Source extract ::
↓

It is a role he misses “hugely”, he admits - he was obliged to retire at the age of 45, at that time the maximum age.

“It's part of the way you live because you are on call 24 hours a day for 27 years. It was a huge wrench and I can't quite get to grips with it now,” he says.

Today, he channels his energy outside of work into sailing, and will often take friends and sometimes clients out on his boat, which he keeps on the River Orwell.

Now aged 83, Jonathan's father, John, still likes in to see how everything is going at the brewery. He retired nearly 20 years ago, but remained on the executive board until his 80th birthday.

Last year, Jonathan, 50, then its managing director, took over the chairmanship of the company from Simon Loftus.

Their two families have been jointly involved in the business for more than a century: George and Ernest Adnams took over the business in 1857. By then, brewing had been going on at the site for at least 400 years, and was first recorded in 1396. The Loftus family joined them in 1901. Today, Adnams is a public company owned by around 1,600 shareholders.

Jonathan certainly served his apprenticeship within the company: from the age of 15, he was delivering beer, and, having joined the company on a full-time basis, worked his way up from the bottom, moving into logistics and distribution as he became familiar with how the company functioned. He eventually joined the board in 1985 as property and pubs director, then in the mid-1990 became managing director.

“I've worked full-time for 32 years, but of course, I worked here in my school holidays before that. My recollections of Adnams go back probably the thick end of 35 years,” he says.

“No one was more surprised I think than me when I was asked to take over as MD,” he adds.

“I don't think it was expected of me. I'm not certain I had any huge ambition, not coming in at 18 - you don't when you're 18, your mind is elsewhere. I lived with my parents at that time but after a couple of years moved to Mill Lane into a cottage.”

For the last 20 years, he has lived out in neighbouring Reydon, and, typical of the unostentatious ethos of the company, bicycles into work every day. His other great loves, outside of sailing and Adnams, are playing the banjo and Lithuania - one of his goals is to learn the language. He was divorced about six or seven years ago and has no children.

Environmental projects on the ambitious scale that Adnams has embarked on don't come cheap.

↑

Image point annotation entries:
↓

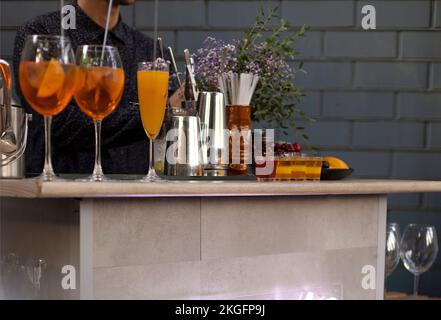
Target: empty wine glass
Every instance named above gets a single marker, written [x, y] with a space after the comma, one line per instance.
[419, 248]
[392, 248]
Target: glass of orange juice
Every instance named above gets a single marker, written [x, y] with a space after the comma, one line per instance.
[100, 86]
[152, 93]
[47, 77]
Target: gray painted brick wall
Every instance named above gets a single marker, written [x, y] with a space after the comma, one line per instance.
[376, 94]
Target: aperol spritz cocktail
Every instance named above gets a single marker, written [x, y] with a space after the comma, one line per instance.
[99, 90]
[47, 77]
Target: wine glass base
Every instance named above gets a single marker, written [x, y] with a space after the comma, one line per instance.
[94, 178]
[152, 177]
[49, 177]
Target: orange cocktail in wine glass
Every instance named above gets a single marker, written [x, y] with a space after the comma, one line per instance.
[99, 90]
[152, 81]
[47, 76]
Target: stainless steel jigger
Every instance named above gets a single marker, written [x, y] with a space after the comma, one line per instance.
[211, 110]
[184, 153]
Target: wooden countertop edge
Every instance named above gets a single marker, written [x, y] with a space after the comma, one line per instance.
[32, 188]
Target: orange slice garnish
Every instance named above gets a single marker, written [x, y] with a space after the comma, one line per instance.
[53, 79]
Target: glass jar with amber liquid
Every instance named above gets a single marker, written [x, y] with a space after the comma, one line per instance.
[239, 126]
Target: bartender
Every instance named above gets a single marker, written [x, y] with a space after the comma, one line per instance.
[124, 145]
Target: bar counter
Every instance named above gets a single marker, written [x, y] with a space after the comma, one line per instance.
[199, 240]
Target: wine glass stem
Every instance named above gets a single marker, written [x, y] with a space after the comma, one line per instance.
[416, 281]
[48, 171]
[97, 170]
[151, 165]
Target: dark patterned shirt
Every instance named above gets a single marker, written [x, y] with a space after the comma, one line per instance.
[124, 144]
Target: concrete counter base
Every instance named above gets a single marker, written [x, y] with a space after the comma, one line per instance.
[196, 247]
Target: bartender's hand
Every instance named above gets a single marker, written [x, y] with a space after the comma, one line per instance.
[177, 97]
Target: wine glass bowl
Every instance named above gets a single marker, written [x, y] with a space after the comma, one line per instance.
[152, 79]
[419, 248]
[100, 87]
[47, 77]
[392, 249]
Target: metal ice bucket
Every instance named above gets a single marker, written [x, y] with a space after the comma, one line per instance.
[13, 129]
[211, 110]
[183, 152]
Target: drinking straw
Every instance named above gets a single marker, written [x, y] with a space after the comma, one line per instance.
[61, 17]
[106, 31]
[155, 30]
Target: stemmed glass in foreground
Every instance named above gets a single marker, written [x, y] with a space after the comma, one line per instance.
[47, 76]
[419, 248]
[152, 93]
[100, 88]
[392, 248]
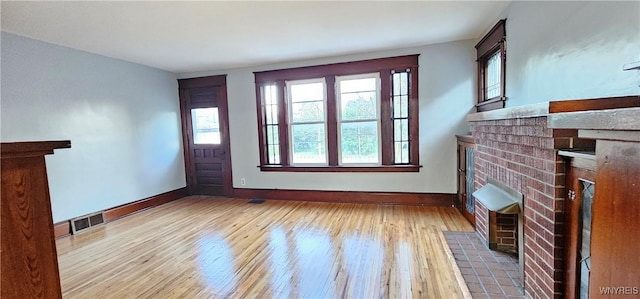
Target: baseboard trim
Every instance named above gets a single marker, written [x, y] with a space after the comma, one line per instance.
[143, 204]
[63, 228]
[388, 198]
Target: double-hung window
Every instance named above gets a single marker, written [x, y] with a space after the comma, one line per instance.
[359, 119]
[307, 122]
[354, 116]
[491, 58]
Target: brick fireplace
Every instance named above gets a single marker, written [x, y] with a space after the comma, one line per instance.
[515, 147]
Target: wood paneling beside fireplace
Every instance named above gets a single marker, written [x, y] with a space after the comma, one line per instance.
[518, 148]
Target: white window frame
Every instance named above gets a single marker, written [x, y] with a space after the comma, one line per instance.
[338, 79]
[291, 123]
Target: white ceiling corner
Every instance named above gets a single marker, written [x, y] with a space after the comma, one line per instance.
[186, 36]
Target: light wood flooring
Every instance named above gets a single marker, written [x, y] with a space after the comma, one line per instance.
[206, 247]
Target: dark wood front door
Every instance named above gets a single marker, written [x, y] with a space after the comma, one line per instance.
[205, 131]
[466, 178]
[577, 217]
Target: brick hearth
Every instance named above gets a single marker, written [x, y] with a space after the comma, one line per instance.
[522, 153]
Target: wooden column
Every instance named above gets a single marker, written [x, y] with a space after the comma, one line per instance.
[615, 226]
[29, 260]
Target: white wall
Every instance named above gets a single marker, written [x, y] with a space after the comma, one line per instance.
[446, 78]
[571, 50]
[122, 120]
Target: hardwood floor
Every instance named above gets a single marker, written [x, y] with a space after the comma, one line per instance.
[205, 247]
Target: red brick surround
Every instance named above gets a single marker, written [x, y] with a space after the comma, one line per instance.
[522, 153]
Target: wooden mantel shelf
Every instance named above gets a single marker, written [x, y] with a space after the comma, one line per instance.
[627, 119]
[612, 124]
[555, 107]
[32, 148]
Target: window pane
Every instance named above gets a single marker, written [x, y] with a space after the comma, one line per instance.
[493, 76]
[359, 142]
[206, 127]
[272, 134]
[400, 106]
[400, 83]
[272, 114]
[307, 111]
[307, 92]
[308, 144]
[358, 85]
[401, 150]
[360, 105]
[273, 154]
[270, 94]
[401, 130]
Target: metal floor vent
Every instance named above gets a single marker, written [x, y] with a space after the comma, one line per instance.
[86, 222]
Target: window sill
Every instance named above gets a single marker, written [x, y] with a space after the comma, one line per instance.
[491, 104]
[383, 168]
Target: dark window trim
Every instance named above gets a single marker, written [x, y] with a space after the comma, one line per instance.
[493, 42]
[384, 66]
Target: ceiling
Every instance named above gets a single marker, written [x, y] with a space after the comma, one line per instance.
[181, 36]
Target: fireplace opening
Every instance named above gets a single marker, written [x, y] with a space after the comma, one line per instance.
[505, 218]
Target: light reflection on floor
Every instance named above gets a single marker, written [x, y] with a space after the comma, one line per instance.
[223, 248]
[216, 263]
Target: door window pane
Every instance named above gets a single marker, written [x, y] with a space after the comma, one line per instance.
[206, 126]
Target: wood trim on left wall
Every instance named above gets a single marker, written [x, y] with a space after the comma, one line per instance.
[63, 228]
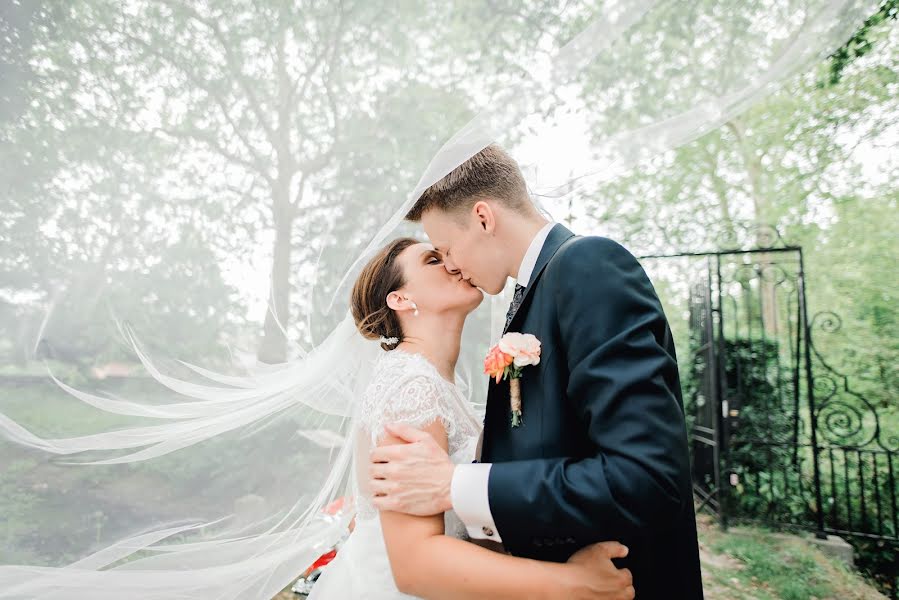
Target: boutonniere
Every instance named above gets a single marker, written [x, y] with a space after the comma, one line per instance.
[506, 361]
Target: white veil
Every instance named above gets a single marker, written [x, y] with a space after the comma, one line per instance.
[155, 154]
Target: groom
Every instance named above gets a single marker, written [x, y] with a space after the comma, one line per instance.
[601, 453]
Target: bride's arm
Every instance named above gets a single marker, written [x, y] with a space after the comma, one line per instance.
[429, 564]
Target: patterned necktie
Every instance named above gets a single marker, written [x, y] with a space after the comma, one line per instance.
[516, 302]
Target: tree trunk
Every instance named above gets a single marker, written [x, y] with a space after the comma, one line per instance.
[766, 274]
[273, 348]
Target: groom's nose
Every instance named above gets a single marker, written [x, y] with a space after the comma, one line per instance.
[450, 267]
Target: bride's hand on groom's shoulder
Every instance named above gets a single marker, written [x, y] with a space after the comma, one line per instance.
[593, 575]
[411, 474]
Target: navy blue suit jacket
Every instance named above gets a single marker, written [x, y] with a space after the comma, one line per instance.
[602, 450]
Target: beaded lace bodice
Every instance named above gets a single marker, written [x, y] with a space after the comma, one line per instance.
[407, 388]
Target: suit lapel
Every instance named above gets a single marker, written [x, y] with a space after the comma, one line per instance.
[558, 235]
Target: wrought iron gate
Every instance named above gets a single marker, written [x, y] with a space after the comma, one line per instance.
[777, 434]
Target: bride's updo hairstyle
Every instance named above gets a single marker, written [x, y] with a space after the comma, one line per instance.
[382, 275]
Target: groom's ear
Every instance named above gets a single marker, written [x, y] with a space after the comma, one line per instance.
[484, 216]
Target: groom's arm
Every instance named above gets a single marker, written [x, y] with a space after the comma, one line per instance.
[623, 387]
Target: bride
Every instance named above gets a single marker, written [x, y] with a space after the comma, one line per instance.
[405, 298]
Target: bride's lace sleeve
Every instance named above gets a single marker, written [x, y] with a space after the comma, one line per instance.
[416, 400]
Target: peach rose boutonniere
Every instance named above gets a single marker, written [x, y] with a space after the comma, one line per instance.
[506, 360]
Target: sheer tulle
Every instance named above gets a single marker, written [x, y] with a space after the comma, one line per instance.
[206, 477]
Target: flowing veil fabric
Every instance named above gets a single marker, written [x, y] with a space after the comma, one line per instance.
[206, 478]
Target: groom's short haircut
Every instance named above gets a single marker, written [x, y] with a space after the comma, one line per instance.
[491, 173]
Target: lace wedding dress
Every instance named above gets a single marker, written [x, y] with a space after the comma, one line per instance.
[405, 388]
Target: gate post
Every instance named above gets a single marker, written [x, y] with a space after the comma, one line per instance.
[810, 389]
[720, 401]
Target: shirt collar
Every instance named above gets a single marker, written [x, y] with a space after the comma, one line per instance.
[530, 257]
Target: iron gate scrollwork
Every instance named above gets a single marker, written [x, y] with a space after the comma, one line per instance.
[777, 433]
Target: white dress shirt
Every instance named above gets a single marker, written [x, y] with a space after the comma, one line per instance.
[468, 489]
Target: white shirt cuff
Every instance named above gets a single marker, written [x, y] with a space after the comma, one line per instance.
[468, 492]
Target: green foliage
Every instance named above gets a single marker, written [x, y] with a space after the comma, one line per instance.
[860, 44]
[788, 571]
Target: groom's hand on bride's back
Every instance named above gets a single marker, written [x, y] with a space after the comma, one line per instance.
[412, 478]
[594, 576]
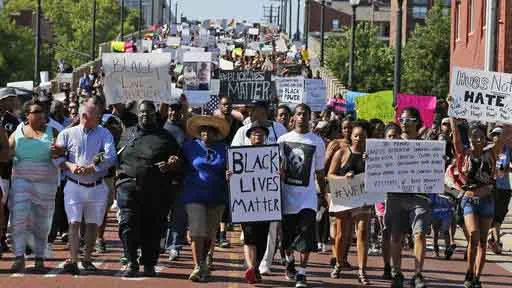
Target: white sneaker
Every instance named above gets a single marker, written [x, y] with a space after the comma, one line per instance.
[48, 253]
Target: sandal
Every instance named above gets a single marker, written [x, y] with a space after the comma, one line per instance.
[363, 279]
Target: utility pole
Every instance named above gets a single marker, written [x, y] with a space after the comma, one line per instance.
[37, 39]
[93, 44]
[298, 21]
[122, 20]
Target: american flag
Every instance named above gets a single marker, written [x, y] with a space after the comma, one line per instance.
[211, 105]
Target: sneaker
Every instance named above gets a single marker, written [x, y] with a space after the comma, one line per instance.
[300, 281]
[387, 272]
[88, 266]
[48, 252]
[250, 276]
[19, 265]
[418, 281]
[149, 271]
[398, 280]
[174, 255]
[468, 280]
[101, 247]
[335, 274]
[290, 270]
[71, 268]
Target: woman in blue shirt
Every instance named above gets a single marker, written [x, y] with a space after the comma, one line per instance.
[204, 192]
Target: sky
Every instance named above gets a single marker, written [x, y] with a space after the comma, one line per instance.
[250, 10]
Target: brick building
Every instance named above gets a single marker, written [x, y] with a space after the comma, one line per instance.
[468, 34]
[334, 19]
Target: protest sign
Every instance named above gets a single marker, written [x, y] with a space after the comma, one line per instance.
[376, 105]
[348, 194]
[480, 95]
[132, 77]
[245, 86]
[404, 166]
[255, 185]
[315, 94]
[425, 104]
[290, 89]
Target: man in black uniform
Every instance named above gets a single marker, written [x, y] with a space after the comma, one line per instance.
[148, 164]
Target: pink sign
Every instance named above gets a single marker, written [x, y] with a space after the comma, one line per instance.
[425, 104]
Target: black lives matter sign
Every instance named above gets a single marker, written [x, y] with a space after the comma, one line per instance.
[255, 185]
[246, 86]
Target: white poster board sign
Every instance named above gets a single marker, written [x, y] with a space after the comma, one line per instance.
[347, 194]
[315, 95]
[290, 89]
[480, 95]
[255, 185]
[196, 76]
[136, 76]
[404, 166]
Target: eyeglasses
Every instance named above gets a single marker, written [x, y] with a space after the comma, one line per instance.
[406, 120]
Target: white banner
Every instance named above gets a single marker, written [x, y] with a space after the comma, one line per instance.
[348, 194]
[315, 95]
[290, 89]
[480, 95]
[255, 185]
[136, 76]
[404, 166]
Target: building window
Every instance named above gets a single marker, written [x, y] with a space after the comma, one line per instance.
[335, 24]
[471, 16]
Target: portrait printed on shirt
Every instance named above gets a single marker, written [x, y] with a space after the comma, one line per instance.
[299, 161]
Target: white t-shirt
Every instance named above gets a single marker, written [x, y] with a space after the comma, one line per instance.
[303, 155]
[274, 132]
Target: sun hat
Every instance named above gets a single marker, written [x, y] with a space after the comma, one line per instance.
[198, 121]
[257, 125]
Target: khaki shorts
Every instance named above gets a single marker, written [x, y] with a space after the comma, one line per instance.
[203, 221]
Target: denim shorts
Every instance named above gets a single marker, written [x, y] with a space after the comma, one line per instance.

↑

Challenges ::
**A.** Pick out every line of the records that contains the string "boutonniere", matching case exactly.
**B.** Write the next part of the profile of the Adnams brewery chairman, starting after its last sentence.
The text and the records have nothing to do with each other.

Final results ::
**A.**
Target: boutonniere
Target: peach rose boutonniere

**B.**
But Jonathan believes the company is investing in the future with its £10million modernisation programme, and its recently-completed environmentally-friendly new grass-roofed distribution depot on the outskirts of Reydon: in the future the firm may look at using biodiesel to runs its distribution fleet.

“There are a whole host of things we can do,” he says.

“What we are doing is we are measuring ourselves at the moment and we have an environmental action group in the company and their task is to go round and look at where you can get quick, simple wins.”

The brewery is in the process of being transformed into a hi-tech computerised operation, and new stainless steel fermentation tanks have already been installed in one of the old buildings as part of the scheme. These are capable of doubling the company's output using half the staff, and the whole operation can be controlled from several different sites in Southwold. The brewing part of the modernisation programme is due to come on line around April.

“The only time anyone comes in here is to take one or two samples as fermentation goes on,” explains Jonathan. “It's all about becoming a low-cost producer, which everybody has to in this day and age.”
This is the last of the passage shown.